-- EXERCISE OBJECTIVE --
Could you please retype all of the records exactly, skipping any pictures?

Data records
[Start of section]

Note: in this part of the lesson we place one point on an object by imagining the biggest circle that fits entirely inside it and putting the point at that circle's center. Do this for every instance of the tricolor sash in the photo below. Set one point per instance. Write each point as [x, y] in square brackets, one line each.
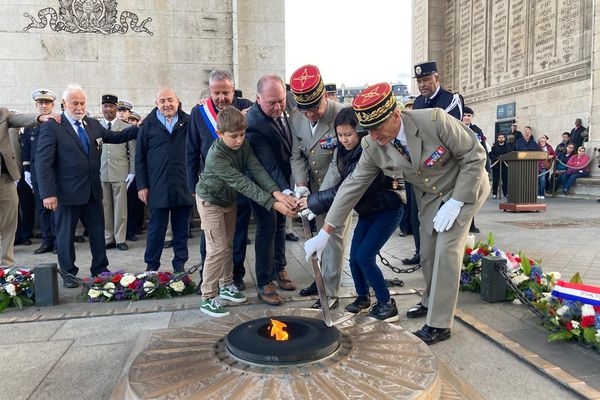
[209, 114]
[577, 292]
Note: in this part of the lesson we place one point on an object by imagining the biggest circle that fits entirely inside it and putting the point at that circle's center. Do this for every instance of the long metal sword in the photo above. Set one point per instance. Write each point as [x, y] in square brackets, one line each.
[318, 275]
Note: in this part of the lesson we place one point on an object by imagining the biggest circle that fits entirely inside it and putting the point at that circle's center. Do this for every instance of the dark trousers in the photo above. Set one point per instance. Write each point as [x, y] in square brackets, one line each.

[End of section]

-- WRITTEN ANSWER --
Note: in this part of the lesson we place one point on an object by imagining the biggest circle that fits entirely inside it and putting the point at that circle's center. Do this for every instance of the tricolor sash in the photo below. Set one point per instance. Write each point as [x, y] in square brackets, one line each.
[209, 114]
[577, 292]
Note: in this part of the lesson we place one point on an object by imagining the biggest circle that fits entirely inside it and putting the point at that circle's center. Do this for every instance of the long metal sword in the photo above. Set one point per instance. Write each point as [x, y] in square brackets, one line each.
[318, 275]
Note: in this part of the lesson we place one point on an object by imagining the biggest circle that fits entirely inside it and putting the point at that circle's center. Do this for every instance of the dark trousers in the photo above. Set one point per instance. Write each point as [x, y] in square brackets, one line each.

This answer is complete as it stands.